» **Your task**:
Below are records; state how many of their lines hold the word "outlines", and give only the figure.

━━━ Recorded data

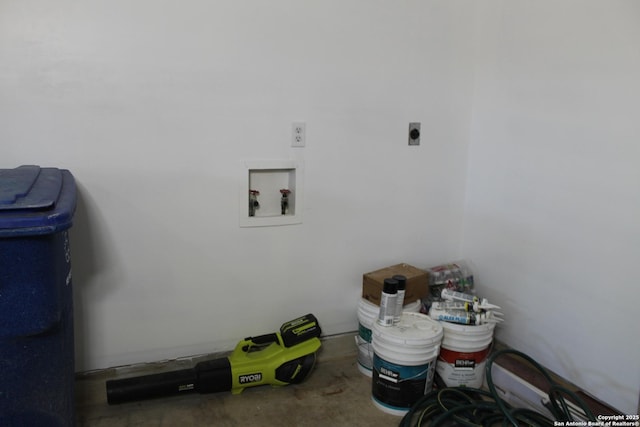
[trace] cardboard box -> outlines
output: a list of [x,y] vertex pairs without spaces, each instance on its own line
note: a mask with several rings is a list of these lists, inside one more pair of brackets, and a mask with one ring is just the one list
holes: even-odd
[[401,274],[407,278],[404,303],[409,304],[424,299],[429,293],[429,274],[409,264],[396,264],[391,267],[365,273],[362,276],[362,298],[380,305],[380,294],[384,279]]

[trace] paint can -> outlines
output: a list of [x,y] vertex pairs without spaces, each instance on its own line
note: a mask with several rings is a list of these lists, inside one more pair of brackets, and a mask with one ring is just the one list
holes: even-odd
[[[418,313],[422,303],[420,300],[404,306],[403,312]],[[358,348],[358,370],[370,377],[373,366],[373,349],[371,348],[371,328],[378,318],[380,307],[361,298],[358,303],[358,335],[356,335],[356,347]]]
[[448,387],[481,388],[495,323],[461,325],[441,322],[444,337],[436,372]]
[[403,313],[392,327],[372,329],[371,399],[380,410],[403,416],[431,391],[443,328],[421,313]]

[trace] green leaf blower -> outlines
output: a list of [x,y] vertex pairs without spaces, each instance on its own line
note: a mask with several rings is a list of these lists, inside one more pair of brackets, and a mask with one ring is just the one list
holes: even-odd
[[228,357],[193,368],[107,381],[109,404],[188,392],[241,393],[246,387],[302,382],[313,369],[321,330],[313,314],[286,322],[275,332],[240,341]]

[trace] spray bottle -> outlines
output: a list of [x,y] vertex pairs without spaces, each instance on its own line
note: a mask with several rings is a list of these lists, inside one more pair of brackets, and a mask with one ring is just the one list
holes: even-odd
[[407,287],[407,278],[401,274],[396,274],[392,277],[392,279],[398,282],[398,293],[396,294],[396,312],[393,316],[393,323],[397,324],[400,322],[400,318],[402,317],[402,308],[404,307],[404,292]]
[[398,281],[384,279],[382,294],[380,295],[380,313],[378,324],[381,326],[393,326],[393,318],[396,314],[396,300],[398,296]]

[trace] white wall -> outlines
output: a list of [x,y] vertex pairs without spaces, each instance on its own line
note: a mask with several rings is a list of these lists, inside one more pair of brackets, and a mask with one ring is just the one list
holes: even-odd
[[482,4],[463,253],[499,338],[637,413],[640,2]]
[[[352,331],[363,273],[457,256],[472,23],[444,0],[1,2],[0,167],[79,185],[77,369],[307,312]],[[240,161],[281,158],[304,161],[304,222],[240,228]]]
[[[465,256],[501,339],[635,412],[638,8],[0,2],[0,167],[79,184],[77,369],[353,330],[362,273]],[[270,158],[304,161],[304,222],[240,228]]]

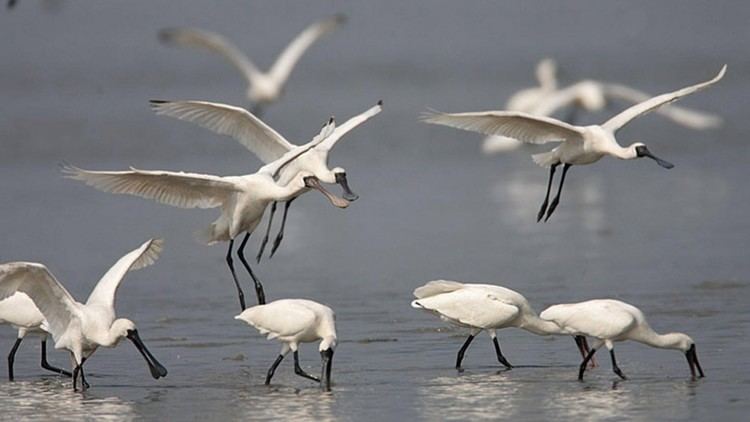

━━━━━━

» **Solution**:
5